▶ _DATA EXTRACT_:
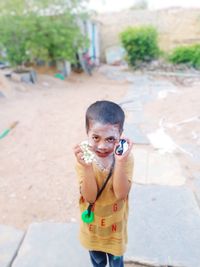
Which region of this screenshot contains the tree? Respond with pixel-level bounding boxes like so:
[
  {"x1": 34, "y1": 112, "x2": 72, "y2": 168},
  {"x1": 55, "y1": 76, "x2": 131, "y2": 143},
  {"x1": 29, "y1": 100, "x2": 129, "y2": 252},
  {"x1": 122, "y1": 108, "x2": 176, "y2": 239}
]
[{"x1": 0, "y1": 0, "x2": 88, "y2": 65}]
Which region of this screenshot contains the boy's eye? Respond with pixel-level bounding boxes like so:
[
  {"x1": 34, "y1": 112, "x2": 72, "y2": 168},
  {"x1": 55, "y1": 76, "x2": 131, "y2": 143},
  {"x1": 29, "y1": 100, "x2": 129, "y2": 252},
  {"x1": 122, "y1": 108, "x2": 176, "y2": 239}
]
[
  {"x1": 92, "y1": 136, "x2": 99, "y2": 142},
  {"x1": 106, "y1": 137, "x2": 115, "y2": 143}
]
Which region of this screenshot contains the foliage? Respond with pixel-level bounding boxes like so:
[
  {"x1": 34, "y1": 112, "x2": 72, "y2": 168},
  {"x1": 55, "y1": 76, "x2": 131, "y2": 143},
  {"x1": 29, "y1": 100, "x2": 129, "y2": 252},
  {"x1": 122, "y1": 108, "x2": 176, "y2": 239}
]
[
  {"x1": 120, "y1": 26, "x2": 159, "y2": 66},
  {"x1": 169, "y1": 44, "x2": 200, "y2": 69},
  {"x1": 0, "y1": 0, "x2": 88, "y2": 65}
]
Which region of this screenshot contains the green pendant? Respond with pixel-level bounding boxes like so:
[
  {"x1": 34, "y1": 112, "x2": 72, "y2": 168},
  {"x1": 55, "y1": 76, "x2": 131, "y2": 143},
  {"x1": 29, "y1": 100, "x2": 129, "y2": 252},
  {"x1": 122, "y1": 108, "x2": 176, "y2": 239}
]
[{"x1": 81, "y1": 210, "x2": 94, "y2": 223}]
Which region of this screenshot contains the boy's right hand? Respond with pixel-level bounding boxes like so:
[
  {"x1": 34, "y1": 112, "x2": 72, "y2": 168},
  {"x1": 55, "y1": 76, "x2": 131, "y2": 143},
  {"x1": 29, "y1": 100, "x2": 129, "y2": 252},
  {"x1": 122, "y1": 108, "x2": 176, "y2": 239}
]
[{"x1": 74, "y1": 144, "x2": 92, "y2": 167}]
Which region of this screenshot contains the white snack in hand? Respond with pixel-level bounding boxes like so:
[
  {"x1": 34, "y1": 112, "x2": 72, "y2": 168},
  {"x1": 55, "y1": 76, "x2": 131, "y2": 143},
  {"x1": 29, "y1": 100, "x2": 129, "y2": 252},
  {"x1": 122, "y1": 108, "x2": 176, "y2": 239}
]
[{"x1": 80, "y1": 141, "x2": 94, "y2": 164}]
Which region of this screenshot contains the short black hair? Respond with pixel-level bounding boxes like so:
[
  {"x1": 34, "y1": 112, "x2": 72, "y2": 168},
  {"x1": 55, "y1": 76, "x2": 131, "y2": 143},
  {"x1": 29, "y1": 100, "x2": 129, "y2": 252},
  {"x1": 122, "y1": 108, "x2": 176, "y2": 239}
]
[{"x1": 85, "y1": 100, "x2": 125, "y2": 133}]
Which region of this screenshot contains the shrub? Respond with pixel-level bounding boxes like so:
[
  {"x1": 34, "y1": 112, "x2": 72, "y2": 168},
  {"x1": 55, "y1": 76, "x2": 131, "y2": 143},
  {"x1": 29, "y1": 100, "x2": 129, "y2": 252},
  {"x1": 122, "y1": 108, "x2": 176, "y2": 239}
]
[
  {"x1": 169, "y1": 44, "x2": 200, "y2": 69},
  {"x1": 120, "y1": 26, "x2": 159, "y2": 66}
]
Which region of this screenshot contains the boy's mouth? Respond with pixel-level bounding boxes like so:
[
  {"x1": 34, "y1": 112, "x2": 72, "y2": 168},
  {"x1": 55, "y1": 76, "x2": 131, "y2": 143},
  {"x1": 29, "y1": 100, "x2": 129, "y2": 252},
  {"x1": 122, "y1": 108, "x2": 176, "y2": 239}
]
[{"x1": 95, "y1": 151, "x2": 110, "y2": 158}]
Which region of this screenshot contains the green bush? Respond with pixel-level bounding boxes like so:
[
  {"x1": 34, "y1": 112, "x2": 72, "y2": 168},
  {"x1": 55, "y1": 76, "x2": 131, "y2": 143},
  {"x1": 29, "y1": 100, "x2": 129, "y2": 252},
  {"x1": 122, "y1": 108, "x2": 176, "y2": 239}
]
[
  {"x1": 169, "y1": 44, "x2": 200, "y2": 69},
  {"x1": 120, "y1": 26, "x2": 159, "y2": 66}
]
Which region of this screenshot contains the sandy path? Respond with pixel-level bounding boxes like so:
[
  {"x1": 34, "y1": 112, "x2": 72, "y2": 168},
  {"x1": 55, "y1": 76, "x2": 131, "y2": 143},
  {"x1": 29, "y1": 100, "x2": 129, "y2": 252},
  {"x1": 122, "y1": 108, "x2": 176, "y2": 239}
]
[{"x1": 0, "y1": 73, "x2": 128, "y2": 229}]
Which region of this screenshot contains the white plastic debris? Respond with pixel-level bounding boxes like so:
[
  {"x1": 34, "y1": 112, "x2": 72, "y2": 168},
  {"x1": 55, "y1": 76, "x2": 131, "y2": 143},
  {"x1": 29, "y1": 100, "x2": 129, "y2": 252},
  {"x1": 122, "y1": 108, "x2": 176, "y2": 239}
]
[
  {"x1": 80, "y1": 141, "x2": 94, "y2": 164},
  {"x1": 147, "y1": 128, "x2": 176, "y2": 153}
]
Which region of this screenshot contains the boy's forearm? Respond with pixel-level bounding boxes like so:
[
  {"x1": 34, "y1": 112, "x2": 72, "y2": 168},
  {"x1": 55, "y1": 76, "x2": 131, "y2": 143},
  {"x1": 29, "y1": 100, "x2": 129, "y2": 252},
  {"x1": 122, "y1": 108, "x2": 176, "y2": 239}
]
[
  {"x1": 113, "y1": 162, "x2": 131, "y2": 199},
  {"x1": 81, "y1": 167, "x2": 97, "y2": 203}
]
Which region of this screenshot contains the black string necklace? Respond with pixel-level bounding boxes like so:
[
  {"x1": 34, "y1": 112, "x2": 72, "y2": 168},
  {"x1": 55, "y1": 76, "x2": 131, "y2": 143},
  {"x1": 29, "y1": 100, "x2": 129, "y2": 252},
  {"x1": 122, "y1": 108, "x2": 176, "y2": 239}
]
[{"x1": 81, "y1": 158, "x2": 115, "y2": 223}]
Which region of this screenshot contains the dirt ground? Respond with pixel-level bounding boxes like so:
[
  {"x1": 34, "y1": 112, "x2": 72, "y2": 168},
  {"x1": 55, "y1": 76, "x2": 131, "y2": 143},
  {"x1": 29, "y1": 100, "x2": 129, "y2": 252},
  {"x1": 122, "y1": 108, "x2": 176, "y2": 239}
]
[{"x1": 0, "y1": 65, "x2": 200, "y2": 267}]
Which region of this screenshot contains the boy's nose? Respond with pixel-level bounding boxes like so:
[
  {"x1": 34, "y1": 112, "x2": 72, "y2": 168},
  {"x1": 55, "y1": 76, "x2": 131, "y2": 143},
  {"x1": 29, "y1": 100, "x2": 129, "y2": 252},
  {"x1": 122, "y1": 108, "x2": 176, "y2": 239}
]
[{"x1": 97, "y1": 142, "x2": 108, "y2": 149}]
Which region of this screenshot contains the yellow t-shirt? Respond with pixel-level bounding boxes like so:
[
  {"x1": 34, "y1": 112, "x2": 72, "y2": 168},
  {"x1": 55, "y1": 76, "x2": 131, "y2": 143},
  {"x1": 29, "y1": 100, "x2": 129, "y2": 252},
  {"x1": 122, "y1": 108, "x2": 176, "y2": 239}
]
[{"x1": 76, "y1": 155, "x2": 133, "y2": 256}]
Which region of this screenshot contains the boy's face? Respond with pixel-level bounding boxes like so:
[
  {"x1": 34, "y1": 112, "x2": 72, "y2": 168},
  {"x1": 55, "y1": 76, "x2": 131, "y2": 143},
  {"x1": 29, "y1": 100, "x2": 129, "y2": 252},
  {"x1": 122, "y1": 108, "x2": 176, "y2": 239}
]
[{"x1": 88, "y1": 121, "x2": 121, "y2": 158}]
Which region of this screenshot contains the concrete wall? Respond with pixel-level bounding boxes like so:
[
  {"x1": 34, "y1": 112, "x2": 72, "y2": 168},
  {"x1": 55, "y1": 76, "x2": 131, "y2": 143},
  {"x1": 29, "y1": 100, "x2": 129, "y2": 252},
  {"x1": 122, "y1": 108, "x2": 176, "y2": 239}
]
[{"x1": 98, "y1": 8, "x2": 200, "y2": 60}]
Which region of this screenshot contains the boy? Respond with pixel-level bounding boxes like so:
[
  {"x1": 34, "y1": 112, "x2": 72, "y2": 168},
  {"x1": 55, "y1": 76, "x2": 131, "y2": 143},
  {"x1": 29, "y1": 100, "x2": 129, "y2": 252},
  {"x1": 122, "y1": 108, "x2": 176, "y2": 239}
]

▶ _EXERCISE DESCRIPTION_: How many lines of the records above contain the string "black"? Matching is case-sensitive. Reply with the number only.

▶ _RESULT OF THIS EXERCISE_: 2